■ Prompt: Put each line of the entries below into a Markdown table with the columns Row and Line. Number the rows and skip blank lines.

[START OF Material to process]

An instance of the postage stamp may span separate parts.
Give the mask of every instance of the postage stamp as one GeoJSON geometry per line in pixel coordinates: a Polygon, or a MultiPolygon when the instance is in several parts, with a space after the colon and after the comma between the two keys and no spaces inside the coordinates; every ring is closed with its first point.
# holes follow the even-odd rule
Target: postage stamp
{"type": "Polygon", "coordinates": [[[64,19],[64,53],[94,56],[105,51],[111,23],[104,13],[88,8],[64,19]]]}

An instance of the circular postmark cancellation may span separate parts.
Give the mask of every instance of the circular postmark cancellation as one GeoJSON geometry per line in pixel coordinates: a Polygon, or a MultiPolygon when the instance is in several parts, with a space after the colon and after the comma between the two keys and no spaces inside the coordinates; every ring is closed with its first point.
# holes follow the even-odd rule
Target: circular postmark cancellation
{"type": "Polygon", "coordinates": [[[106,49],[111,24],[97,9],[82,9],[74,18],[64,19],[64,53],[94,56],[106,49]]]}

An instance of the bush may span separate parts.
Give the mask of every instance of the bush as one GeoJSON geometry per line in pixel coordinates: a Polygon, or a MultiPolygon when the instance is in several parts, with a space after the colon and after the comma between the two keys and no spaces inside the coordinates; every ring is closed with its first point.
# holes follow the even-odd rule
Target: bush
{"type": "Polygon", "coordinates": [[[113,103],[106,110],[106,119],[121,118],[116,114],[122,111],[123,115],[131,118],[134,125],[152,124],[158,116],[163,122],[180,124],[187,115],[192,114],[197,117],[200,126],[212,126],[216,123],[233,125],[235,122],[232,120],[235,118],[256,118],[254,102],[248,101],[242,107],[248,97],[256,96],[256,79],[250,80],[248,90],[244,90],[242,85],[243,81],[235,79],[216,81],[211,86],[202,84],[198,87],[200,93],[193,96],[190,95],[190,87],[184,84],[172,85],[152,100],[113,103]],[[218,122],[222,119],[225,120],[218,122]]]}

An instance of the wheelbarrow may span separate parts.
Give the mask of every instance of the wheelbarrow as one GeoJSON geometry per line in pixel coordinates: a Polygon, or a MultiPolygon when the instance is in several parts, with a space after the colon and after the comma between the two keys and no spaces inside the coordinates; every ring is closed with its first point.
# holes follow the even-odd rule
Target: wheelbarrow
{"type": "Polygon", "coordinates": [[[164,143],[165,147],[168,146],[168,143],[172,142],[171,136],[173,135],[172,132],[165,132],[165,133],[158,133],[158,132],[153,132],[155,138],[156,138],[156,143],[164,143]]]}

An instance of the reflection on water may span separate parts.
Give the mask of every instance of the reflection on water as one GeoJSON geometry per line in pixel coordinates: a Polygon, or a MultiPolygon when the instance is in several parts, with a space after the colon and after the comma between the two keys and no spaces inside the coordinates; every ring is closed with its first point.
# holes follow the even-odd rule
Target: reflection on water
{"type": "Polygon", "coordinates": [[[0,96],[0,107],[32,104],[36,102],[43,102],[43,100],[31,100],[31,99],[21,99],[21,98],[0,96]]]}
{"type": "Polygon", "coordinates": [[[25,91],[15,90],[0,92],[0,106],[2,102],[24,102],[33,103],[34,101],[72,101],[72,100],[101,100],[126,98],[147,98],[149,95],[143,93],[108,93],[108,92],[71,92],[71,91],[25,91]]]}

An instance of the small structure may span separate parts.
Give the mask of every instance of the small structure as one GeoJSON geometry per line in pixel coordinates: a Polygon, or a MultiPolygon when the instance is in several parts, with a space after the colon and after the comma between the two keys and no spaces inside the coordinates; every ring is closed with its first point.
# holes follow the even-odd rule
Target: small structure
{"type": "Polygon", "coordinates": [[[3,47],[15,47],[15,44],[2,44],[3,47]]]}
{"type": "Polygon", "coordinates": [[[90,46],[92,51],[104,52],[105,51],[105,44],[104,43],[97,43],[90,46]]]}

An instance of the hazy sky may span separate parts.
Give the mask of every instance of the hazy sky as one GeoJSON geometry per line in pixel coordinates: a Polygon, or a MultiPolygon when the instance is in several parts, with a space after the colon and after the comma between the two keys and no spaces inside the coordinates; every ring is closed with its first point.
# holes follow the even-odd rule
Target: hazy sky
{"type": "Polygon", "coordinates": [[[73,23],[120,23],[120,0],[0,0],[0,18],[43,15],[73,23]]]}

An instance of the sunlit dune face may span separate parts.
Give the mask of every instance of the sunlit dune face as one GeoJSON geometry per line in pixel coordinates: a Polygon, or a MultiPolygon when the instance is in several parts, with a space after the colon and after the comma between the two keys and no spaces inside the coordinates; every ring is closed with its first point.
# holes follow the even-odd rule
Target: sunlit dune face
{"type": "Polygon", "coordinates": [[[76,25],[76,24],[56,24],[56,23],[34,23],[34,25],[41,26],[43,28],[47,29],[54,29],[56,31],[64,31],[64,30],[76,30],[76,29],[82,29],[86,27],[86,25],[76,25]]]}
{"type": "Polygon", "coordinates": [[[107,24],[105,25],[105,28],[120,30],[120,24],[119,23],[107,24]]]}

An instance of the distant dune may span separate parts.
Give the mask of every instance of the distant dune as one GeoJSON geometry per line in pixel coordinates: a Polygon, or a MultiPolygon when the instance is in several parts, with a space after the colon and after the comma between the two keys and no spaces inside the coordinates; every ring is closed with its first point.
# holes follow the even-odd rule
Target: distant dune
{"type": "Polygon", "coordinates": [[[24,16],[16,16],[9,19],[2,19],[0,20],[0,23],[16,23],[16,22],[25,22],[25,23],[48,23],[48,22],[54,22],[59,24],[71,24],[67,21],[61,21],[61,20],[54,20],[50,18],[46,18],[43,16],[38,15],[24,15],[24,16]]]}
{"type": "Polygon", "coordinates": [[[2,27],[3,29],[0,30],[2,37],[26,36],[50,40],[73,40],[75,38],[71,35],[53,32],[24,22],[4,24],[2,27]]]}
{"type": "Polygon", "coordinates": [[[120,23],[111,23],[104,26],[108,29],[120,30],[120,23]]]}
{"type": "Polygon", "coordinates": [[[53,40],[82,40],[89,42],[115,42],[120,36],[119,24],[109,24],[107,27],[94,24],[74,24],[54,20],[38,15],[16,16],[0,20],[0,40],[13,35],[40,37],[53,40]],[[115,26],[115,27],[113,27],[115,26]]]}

[END OF Material to process]

■ Written solution:
| Row | Line |
|---|---|
| 1 | An instance of the postage stamp may span separate parts. |
| 2 | Give the mask of every instance of the postage stamp as one GeoJSON geometry per line in pixel coordinates: a Polygon, or a MultiPolygon when the instance is in several parts, with a space after the colon and after the comma between the two keys and no spaces inside the coordinates; every ring is closed with its first point. |
| 3 | # holes follow the even-odd rule |
| 4 | Target: postage stamp |
| 5 | {"type": "Polygon", "coordinates": [[[64,19],[64,53],[94,56],[105,51],[111,23],[104,13],[88,8],[64,19]]]} |
| 6 | An instance of the circular postmark cancellation may span separate parts. |
| 7 | Give the mask of every instance of the circular postmark cancellation as one GeoJSON geometry per line in pixel coordinates: a Polygon, or a MultiPolygon when the instance is in several parts, with a space after the colon and after the comma between the two keys and no spaces inside the coordinates; every ring is closed with its first point. |
| 8 | # holes follow the even-odd rule |
| 9 | Target: circular postmark cancellation |
| 10 | {"type": "Polygon", "coordinates": [[[106,49],[111,24],[97,9],[82,9],[74,18],[64,19],[64,53],[94,56],[106,49]]]} |
| 11 | An instance of the bush may span separate parts. |
| 12 | Give the mask of every instance of the bush as one GeoJSON geometry per line in pixel coordinates: a Polygon, or a MultiPolygon when the instance is in several parts, with a space after the colon and after the comma between the two keys and no spaces inside the coordinates; every ring is closed with its first point. |
| 13 | # holes follow the even-odd rule |
| 14 | Target: bush |
| 15 | {"type": "Polygon", "coordinates": [[[113,103],[106,110],[106,119],[121,118],[116,114],[122,111],[123,115],[131,118],[134,125],[152,124],[158,116],[163,122],[180,124],[187,115],[192,114],[197,117],[200,126],[212,126],[216,123],[233,125],[235,122],[232,120],[235,118],[256,118],[254,102],[248,101],[242,107],[248,97],[256,96],[256,79],[250,80],[248,90],[244,90],[242,85],[243,81],[235,79],[216,81],[211,86],[202,84],[198,87],[200,93],[193,96],[190,95],[190,87],[184,84],[172,85],[152,100],[113,103]],[[218,122],[222,119],[225,120],[218,122]]]} |
| 16 | An instance of the wheelbarrow may span separate parts. |
| 17 | Give the mask of every instance of the wheelbarrow as one GeoJSON geometry per line in pixel coordinates: a Polygon, or a MultiPolygon when the instance is in several parts, with a space after the colon and after the comma between the two keys and no spaces inside the coordinates; every ring is closed with its first point. |
| 18 | # holes follow the even-odd rule |
| 19 | Target: wheelbarrow |
| 20 | {"type": "Polygon", "coordinates": [[[164,143],[165,147],[168,146],[168,143],[172,142],[171,136],[173,135],[172,132],[165,132],[165,133],[158,133],[158,132],[153,132],[155,138],[156,138],[156,143],[164,143]]]} |
| 21 | An instance of the reflection on water may span separate parts. |
| 22 | Give the mask of every instance of the reflection on water as one GeoJSON geometry per line in pixel coordinates: a Polygon, or a MultiPolygon when the instance is in several parts, with a space after the colon and after the comma between the two keys and no spaces inside the coordinates; every ring is closed with its first point. |
| 23 | # holes follow the even-odd rule |
| 24 | Target: reflection on water |
| 25 | {"type": "Polygon", "coordinates": [[[0,96],[0,107],[32,104],[36,102],[43,102],[43,100],[31,100],[31,99],[21,99],[21,98],[0,96]]]} |
| 26 | {"type": "Polygon", "coordinates": [[[25,91],[15,90],[0,92],[0,106],[2,102],[24,102],[33,103],[34,101],[72,101],[72,100],[101,100],[126,98],[147,98],[149,95],[143,93],[108,93],[108,92],[71,92],[71,91],[25,91]]]} |
| 27 | An instance of the small structure may span separate parts. |
| 28 | Give the mask of every instance of the small structure as one GeoJSON geometry per line in pixel coordinates: a Polygon, or a MultiPolygon when the instance is in several parts, with a space after the colon and after the comma between the two keys and no spaces inside the coordinates; every ring is closed with its first point. |
| 29 | # holes follow the even-odd rule |
| 30 | Target: small structure |
| 31 | {"type": "Polygon", "coordinates": [[[3,47],[15,47],[15,44],[2,44],[3,47]]]} |
| 32 | {"type": "Polygon", "coordinates": [[[90,46],[92,51],[104,52],[105,51],[105,44],[104,43],[97,43],[90,46]]]} |
| 33 | An instance of the hazy sky may span separate parts. |
| 34 | Give the mask of every instance of the hazy sky as one GeoJSON geometry per line in pixel coordinates: a Polygon, or a MultiPolygon when the instance is in several parts, with a space after the colon and after the comma between the two keys and no spaces inside the coordinates; every ring is closed with its first point. |
| 35 | # holes follow the even-odd rule |
| 36 | Target: hazy sky |
| 37 | {"type": "Polygon", "coordinates": [[[73,23],[120,23],[120,0],[0,0],[0,18],[43,15],[73,23]]]} |
| 38 | An instance of the sunlit dune face may span separate parts. |
| 39 | Give the mask of every instance of the sunlit dune face as one GeoJSON geometry per line in pixel coordinates: a Polygon, or a MultiPolygon when the instance is in several parts, with a space after the colon and after the comma between the two keys and no spaces inside the coordinates; every ring is closed with its first point. |
| 40 | # holes follow the even-odd rule |
| 41 | Target: sunlit dune face |
| 42 | {"type": "Polygon", "coordinates": [[[76,25],[76,24],[56,24],[56,23],[34,23],[34,25],[41,26],[43,28],[47,29],[54,29],[56,31],[64,31],[64,30],[76,30],[76,29],[82,29],[86,27],[86,25],[76,25]]]} |
| 43 | {"type": "Polygon", "coordinates": [[[107,24],[105,25],[105,28],[120,30],[120,24],[119,23],[107,24]]]} |
| 44 | An instance of the distant dune may span separate parts. |
| 45 | Give the mask of every instance of the distant dune as one GeoJSON geometry per line in pixel coordinates: a Polygon, or a MultiPolygon when the instance is in several parts, with a space after the colon and after the comma between the two keys and no spaces inside the coordinates; every ring is closed with its first point. |
| 46 | # holes follow the even-odd rule |
| 47 | Target: distant dune |
| 48 | {"type": "Polygon", "coordinates": [[[24,16],[16,16],[9,19],[2,19],[0,20],[0,23],[16,23],[16,22],[25,22],[25,23],[48,23],[48,22],[54,22],[59,24],[71,24],[67,21],[61,21],[61,20],[54,20],[50,18],[46,18],[43,16],[38,15],[24,15],[24,16]]]} |
| 49 | {"type": "Polygon", "coordinates": [[[2,27],[3,29],[0,30],[2,37],[26,36],[50,40],[73,40],[75,38],[71,35],[53,32],[24,22],[4,24],[2,27]]]} |
| 50 | {"type": "Polygon", "coordinates": [[[120,23],[111,23],[104,26],[108,29],[120,30],[120,23]]]} |
| 51 | {"type": "Polygon", "coordinates": [[[53,40],[82,40],[89,42],[115,42],[120,36],[119,24],[109,24],[107,27],[94,24],[74,24],[54,20],[38,15],[16,16],[0,20],[0,40],[13,35],[40,37],[53,40]],[[115,26],[115,27],[113,27],[115,26]]]} |